Excerpts from a point labeling dataset =>
=-=-=

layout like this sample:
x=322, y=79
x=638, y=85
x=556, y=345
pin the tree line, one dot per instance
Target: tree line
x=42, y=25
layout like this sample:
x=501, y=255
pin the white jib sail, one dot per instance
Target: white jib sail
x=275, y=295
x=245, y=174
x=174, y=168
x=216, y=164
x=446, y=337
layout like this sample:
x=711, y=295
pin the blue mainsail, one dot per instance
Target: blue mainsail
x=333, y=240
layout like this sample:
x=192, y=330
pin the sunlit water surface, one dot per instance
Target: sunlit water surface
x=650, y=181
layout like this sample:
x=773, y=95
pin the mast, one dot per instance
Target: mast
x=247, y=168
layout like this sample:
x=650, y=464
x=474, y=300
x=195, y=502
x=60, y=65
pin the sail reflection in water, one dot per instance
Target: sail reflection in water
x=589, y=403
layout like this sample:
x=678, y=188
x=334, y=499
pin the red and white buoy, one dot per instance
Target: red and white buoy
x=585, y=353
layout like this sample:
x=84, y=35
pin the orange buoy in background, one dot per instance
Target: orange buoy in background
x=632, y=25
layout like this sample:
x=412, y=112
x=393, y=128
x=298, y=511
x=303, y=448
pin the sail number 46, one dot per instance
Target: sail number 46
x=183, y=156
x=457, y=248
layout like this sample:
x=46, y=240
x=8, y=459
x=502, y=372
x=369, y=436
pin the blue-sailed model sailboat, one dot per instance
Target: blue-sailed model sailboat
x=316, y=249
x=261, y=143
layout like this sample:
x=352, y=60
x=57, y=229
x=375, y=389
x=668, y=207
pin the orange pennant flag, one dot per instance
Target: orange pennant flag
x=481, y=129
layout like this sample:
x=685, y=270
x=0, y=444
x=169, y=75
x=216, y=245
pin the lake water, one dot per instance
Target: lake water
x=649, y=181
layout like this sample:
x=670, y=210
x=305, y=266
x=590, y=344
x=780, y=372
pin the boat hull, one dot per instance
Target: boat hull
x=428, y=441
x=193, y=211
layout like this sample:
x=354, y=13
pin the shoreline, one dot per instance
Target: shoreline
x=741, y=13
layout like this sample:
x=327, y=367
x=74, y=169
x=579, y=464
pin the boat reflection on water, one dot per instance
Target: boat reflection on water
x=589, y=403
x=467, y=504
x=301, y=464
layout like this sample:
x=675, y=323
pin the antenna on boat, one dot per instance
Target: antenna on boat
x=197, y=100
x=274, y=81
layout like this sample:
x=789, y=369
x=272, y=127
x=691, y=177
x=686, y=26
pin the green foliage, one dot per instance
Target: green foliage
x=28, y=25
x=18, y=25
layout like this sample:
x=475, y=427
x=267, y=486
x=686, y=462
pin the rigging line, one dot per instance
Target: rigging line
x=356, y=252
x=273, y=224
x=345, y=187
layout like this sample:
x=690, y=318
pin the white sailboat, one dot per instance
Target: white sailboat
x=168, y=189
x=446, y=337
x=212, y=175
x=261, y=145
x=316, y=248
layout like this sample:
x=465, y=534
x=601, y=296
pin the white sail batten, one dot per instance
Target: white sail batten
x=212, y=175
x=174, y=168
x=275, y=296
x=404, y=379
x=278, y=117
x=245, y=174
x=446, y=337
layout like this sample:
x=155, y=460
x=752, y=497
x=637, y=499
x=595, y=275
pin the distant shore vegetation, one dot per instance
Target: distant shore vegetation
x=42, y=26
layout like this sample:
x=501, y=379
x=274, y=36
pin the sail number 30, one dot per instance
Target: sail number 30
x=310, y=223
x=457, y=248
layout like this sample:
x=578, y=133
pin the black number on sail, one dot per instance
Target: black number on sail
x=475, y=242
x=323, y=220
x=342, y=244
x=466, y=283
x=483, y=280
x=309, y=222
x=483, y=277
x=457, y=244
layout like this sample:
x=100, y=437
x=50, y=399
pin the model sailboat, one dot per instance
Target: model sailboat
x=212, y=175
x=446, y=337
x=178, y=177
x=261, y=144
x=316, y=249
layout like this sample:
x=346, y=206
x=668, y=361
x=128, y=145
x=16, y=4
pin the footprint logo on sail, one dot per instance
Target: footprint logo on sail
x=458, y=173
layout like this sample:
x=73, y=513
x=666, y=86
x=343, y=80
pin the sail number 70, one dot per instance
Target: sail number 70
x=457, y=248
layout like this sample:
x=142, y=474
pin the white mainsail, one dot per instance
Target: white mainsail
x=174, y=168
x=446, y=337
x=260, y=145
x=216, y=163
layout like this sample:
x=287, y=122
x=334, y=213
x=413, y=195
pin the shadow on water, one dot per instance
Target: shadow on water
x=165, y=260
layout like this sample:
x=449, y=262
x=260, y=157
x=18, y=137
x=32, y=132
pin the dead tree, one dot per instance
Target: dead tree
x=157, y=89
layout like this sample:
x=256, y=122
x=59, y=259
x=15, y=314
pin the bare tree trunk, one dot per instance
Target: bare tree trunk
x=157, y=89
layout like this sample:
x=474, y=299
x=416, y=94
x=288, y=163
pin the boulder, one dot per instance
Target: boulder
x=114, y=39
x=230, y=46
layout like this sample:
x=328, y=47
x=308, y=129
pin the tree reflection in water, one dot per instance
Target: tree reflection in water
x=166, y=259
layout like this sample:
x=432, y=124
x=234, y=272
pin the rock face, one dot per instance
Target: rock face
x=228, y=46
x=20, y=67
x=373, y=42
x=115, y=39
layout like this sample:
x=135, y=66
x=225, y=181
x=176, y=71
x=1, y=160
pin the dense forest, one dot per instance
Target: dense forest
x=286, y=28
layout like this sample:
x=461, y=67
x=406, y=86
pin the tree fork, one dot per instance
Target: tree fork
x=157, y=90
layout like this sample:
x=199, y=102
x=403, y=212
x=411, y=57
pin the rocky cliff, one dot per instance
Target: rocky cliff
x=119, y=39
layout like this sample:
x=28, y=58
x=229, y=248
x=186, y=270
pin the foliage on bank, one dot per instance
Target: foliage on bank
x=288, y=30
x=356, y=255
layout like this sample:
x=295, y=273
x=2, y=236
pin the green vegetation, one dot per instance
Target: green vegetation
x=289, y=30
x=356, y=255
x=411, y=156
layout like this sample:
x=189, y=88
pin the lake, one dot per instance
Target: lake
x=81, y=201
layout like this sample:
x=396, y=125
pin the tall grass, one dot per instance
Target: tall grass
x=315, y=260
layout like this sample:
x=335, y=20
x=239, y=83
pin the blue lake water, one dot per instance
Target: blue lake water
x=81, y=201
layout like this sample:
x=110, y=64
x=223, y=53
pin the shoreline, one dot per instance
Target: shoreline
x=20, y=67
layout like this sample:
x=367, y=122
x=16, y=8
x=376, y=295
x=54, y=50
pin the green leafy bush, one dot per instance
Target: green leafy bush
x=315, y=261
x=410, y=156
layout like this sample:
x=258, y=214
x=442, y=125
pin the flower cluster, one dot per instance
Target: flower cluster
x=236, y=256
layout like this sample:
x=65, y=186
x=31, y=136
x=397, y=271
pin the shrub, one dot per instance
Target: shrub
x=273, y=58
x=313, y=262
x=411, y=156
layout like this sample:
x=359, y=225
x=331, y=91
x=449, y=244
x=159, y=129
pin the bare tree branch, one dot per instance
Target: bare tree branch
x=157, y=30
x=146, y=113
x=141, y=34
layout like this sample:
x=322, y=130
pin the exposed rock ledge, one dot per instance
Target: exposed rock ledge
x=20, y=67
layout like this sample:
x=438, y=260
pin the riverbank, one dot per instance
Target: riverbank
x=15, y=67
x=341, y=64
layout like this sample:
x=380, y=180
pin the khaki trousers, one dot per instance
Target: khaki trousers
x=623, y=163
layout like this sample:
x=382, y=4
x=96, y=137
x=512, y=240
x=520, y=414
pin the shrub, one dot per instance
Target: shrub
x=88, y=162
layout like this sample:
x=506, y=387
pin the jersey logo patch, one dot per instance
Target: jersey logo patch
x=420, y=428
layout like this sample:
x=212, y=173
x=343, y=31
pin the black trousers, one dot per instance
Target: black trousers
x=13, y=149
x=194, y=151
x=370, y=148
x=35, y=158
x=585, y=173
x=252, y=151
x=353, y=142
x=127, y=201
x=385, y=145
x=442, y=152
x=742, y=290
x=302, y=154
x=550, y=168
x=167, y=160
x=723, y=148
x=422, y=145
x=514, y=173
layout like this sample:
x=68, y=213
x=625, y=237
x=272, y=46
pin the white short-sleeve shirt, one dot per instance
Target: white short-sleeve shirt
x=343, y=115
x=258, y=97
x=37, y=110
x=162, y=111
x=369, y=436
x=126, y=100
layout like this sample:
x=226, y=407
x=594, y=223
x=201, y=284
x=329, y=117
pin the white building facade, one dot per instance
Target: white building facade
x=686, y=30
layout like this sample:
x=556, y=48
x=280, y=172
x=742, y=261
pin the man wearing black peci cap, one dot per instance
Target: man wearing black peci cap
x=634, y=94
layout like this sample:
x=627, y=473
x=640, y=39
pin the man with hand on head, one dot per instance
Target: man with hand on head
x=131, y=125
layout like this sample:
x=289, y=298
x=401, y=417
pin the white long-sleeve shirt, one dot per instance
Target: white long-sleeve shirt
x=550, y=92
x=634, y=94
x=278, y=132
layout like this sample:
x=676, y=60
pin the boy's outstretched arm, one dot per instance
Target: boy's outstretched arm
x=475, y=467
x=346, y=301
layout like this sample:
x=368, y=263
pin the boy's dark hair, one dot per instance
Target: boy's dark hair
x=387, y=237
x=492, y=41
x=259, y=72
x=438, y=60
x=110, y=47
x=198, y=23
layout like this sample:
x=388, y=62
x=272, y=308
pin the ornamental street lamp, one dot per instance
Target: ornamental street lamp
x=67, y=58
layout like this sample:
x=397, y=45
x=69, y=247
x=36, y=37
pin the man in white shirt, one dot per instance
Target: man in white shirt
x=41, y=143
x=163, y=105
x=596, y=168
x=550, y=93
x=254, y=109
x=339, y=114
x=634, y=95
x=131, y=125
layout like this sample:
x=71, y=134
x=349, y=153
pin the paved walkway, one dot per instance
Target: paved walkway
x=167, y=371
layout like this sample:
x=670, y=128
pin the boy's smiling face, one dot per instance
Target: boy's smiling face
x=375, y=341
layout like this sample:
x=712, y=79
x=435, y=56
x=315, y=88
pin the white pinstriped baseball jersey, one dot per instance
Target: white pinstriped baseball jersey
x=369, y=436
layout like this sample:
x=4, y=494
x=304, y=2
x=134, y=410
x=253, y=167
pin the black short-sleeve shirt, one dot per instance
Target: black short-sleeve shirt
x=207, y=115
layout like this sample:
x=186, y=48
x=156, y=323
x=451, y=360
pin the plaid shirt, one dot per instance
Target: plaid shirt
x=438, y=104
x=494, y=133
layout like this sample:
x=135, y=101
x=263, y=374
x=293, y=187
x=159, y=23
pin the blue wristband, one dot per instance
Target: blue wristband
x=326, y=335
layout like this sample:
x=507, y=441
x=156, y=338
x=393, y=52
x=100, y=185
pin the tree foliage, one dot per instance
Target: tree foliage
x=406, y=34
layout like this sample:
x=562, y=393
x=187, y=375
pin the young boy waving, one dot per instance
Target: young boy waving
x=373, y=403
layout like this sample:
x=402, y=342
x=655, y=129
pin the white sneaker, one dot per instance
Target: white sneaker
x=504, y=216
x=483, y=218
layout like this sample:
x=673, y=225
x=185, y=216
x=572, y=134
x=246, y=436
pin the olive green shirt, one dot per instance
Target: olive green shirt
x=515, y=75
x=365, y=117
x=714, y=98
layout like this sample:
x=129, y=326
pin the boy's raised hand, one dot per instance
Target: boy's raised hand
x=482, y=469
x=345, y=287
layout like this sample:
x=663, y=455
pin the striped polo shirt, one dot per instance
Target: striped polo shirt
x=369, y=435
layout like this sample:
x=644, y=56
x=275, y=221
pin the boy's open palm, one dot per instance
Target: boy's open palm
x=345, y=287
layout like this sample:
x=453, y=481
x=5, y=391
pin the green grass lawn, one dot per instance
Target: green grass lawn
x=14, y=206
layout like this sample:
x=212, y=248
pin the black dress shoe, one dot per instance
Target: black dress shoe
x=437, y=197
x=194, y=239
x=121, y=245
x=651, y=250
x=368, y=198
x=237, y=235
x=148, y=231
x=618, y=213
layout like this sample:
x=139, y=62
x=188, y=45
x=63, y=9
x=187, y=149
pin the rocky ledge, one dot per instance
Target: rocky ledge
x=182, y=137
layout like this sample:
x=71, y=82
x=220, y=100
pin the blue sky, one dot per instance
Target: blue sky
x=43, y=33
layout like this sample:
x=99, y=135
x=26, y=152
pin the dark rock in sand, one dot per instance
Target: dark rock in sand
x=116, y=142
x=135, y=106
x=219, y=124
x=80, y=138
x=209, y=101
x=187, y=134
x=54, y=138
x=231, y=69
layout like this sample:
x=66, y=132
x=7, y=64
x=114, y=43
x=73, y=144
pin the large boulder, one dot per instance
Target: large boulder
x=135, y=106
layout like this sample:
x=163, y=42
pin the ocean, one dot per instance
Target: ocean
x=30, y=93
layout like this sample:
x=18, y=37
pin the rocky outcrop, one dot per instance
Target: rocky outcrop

=-=-=

Aim =>
Reproduce the rows above word for word, from the very first line through the line containing "x=301, y=464", including both ends.

The reply =>
layout like this sample:
x=322, y=79
x=638, y=85
x=556, y=345
pin the tree line, one dot per instance
Target: tree line
x=42, y=25
layout like this sample:
x=501, y=255
pin the white jib sail, one dot per instance
Target: white jib sail
x=275, y=295
x=245, y=174
x=174, y=168
x=216, y=164
x=446, y=337
layout like this sample:
x=711, y=295
pin the blue mainsail, one dot per instance
Target: blue mainsail
x=333, y=240
layout like this sample:
x=192, y=330
pin the sunlit water surface, one dot per instance
Target: sunlit water surface
x=650, y=181
layout like this sample:
x=773, y=95
pin the mast, one dot per instance
Target: mast
x=247, y=168
layout like this sample:
x=650, y=464
x=474, y=300
x=195, y=502
x=60, y=65
pin the sail reflection in water, one dot per instance
Target: sail reflection in water
x=589, y=403
layout like this sample:
x=678, y=188
x=334, y=499
pin the red and white buoy, one dot per instance
Target: red and white buoy
x=585, y=353
layout like this sample:
x=84, y=35
pin the orange buoy in background, one dot per instance
Target: orange buoy in background
x=632, y=25
layout like this sample:
x=412, y=112
x=393, y=128
x=298, y=511
x=303, y=448
pin the sail number 46, one dot per instance
Target: sail number 46
x=183, y=156
x=457, y=248
layout like this sample:
x=46, y=240
x=8, y=459
x=502, y=372
x=369, y=436
pin the blue-sailed model sailboat, one dot per instance
Target: blue-sailed model sailboat
x=316, y=249
x=261, y=143
layout like this sample:
x=352, y=60
x=57, y=229
x=375, y=389
x=668, y=207
pin the orange pennant flag, one dot per instance
Target: orange pennant flag
x=481, y=129
layout like this sample:
x=685, y=270
x=0, y=444
x=169, y=75
x=216, y=245
pin the lake water, one dot per instance
Target: lake water
x=649, y=181
layout like this sample:
x=670, y=210
x=305, y=266
x=590, y=344
x=780, y=372
pin the boat hull, one dot per instance
Target: boat hull
x=428, y=441
x=193, y=211
layout like this sample:
x=354, y=13
pin the shoreline, one dot per instance
Target: shoreline
x=741, y=13
layout like this sample:
x=327, y=367
x=74, y=169
x=579, y=464
pin the boat reflection on water, one dot per instance
Target: boat reflection on water
x=589, y=403
x=467, y=504
x=301, y=464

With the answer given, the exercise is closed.